» TASK PROMPT: Rewrite the data from the line with "The answer to" up to and including the line with "box: [230, 189, 275, 240]", putting "coarse mask" in place of "rough mask" and keeping everything else the same.

» RECORDS SHOWN:

____________________

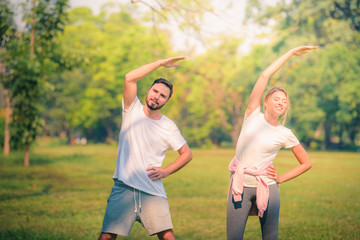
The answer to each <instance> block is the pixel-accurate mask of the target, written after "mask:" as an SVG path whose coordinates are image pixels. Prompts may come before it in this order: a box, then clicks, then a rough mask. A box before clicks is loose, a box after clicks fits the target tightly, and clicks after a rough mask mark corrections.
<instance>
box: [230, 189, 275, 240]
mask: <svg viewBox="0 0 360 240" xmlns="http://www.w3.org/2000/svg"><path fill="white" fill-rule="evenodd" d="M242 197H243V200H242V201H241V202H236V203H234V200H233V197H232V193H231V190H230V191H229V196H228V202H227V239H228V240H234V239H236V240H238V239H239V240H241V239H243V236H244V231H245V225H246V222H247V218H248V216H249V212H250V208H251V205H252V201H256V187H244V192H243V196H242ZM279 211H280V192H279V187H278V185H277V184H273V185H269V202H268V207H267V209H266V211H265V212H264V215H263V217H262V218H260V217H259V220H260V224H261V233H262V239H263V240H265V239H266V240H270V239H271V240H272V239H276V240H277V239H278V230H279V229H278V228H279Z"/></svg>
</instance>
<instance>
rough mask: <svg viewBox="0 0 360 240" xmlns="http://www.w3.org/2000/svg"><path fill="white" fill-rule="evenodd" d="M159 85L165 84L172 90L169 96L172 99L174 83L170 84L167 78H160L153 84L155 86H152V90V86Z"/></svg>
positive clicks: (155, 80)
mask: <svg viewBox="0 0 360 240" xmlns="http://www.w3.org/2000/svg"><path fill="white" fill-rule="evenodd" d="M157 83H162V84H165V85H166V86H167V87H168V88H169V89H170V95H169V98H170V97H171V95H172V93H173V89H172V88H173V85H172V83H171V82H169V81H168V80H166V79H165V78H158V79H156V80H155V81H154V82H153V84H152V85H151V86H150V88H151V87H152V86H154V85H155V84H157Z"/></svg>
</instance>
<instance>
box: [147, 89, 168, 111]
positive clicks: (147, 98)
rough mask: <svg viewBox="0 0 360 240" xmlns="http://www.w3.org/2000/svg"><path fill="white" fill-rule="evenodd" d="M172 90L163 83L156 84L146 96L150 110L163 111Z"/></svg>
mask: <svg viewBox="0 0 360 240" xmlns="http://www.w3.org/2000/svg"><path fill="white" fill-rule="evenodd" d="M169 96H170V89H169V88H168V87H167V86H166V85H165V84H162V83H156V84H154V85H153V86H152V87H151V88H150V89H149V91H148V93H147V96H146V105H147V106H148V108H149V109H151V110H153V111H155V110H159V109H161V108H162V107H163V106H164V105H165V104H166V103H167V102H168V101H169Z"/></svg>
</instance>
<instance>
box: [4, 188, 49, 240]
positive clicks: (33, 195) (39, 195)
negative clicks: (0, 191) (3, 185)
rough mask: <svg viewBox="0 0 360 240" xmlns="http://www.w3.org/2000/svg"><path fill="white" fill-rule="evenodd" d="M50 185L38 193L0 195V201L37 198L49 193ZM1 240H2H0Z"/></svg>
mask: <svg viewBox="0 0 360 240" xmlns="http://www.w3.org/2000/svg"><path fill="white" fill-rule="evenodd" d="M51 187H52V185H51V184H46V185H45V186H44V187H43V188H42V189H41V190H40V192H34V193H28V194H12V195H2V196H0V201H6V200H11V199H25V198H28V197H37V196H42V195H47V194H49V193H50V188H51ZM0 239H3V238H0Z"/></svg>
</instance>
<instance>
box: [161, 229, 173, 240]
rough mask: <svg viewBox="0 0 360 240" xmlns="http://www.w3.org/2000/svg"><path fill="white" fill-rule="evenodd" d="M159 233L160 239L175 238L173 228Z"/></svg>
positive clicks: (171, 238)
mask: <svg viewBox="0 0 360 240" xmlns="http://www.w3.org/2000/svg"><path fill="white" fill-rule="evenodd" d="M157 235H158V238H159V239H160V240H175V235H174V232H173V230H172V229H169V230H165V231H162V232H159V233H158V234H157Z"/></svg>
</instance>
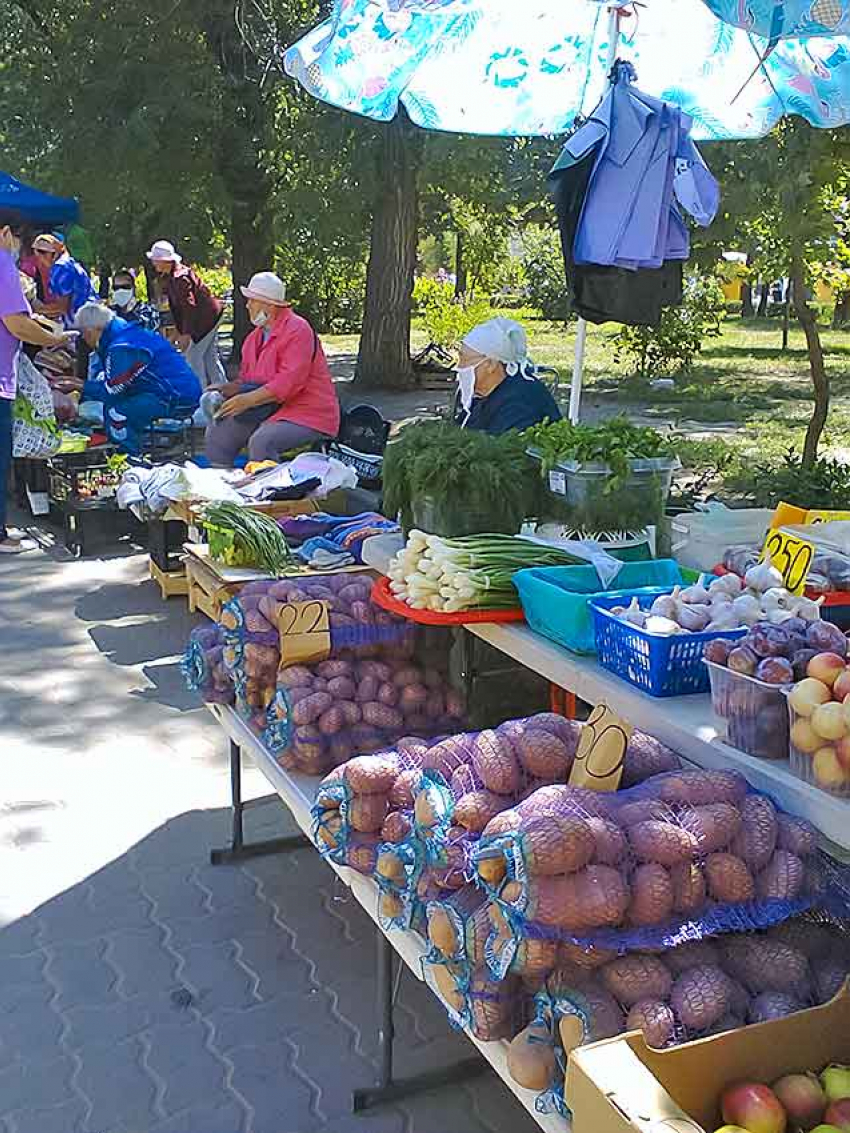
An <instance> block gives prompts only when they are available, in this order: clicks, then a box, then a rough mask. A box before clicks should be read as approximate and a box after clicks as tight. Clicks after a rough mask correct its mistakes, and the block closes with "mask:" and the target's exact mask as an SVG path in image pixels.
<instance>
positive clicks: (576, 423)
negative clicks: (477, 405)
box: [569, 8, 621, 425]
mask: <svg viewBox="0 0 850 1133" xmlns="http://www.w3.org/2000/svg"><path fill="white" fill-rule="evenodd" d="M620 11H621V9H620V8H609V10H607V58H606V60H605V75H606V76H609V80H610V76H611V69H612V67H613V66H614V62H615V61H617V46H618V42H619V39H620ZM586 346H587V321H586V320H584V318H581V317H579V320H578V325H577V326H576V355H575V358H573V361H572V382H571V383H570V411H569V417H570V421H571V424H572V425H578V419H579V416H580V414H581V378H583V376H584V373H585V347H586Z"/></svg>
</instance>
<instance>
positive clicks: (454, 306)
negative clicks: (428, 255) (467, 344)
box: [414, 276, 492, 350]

____________________

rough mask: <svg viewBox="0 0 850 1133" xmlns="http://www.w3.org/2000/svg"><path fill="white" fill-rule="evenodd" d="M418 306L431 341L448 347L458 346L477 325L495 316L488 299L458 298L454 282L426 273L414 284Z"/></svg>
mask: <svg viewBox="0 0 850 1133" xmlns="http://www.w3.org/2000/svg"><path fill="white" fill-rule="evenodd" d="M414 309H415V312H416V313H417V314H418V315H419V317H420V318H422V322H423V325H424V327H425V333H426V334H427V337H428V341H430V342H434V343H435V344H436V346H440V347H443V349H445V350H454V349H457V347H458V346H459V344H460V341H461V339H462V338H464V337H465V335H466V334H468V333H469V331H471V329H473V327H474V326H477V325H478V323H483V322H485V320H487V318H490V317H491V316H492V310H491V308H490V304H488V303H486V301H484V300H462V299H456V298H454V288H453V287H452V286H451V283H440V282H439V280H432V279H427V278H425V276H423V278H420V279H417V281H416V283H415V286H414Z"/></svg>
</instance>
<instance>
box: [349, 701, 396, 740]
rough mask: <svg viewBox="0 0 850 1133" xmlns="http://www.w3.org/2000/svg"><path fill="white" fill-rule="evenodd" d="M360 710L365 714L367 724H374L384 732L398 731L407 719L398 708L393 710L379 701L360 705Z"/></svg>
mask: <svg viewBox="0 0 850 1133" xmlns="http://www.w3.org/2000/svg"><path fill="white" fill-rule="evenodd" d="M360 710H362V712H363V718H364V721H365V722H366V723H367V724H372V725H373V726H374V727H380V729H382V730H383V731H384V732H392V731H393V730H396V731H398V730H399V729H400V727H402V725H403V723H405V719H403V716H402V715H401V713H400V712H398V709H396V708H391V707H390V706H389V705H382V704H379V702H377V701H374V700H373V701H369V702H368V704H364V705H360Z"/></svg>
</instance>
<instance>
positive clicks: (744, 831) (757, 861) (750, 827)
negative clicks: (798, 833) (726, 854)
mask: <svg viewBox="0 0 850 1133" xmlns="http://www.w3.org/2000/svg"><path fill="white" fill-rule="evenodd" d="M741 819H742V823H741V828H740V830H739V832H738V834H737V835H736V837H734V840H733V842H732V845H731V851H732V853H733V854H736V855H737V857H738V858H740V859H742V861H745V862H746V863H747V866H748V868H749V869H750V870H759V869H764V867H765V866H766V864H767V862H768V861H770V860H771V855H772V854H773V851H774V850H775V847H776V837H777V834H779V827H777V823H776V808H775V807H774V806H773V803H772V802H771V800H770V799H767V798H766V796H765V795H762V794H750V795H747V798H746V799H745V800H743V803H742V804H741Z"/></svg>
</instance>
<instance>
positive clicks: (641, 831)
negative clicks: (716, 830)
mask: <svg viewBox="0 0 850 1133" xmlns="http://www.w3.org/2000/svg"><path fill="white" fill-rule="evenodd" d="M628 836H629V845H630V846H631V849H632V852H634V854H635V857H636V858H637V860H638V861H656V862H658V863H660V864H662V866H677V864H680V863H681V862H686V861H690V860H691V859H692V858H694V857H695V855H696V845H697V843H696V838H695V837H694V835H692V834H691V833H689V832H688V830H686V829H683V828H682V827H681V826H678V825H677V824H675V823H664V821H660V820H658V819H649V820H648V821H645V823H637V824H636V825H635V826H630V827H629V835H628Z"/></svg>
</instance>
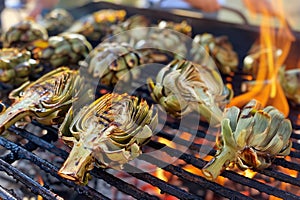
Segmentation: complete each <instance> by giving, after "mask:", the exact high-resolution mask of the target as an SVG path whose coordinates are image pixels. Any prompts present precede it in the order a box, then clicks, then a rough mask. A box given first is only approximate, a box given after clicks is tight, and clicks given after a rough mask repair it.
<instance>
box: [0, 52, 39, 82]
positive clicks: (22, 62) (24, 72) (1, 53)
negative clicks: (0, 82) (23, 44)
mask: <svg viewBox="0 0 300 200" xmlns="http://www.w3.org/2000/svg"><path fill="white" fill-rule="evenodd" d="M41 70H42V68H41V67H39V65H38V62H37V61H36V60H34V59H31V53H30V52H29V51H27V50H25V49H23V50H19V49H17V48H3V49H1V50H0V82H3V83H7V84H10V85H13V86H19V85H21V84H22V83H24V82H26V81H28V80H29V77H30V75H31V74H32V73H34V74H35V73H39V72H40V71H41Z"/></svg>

____________________

» ANSWER SPACE:
The answer to each <instance> block is the pixel-accurate mask of the target, written after "mask:" as an SVG path whose coordinates are image pixels. Prompts may come before it in this order: a box, then clicks, then a coarse mask. A box before clicks is loose, a box after clicks fits the target tightly, and clicks after a coarse mask mark corrections.
<instance>
box: [230, 189, 275, 240]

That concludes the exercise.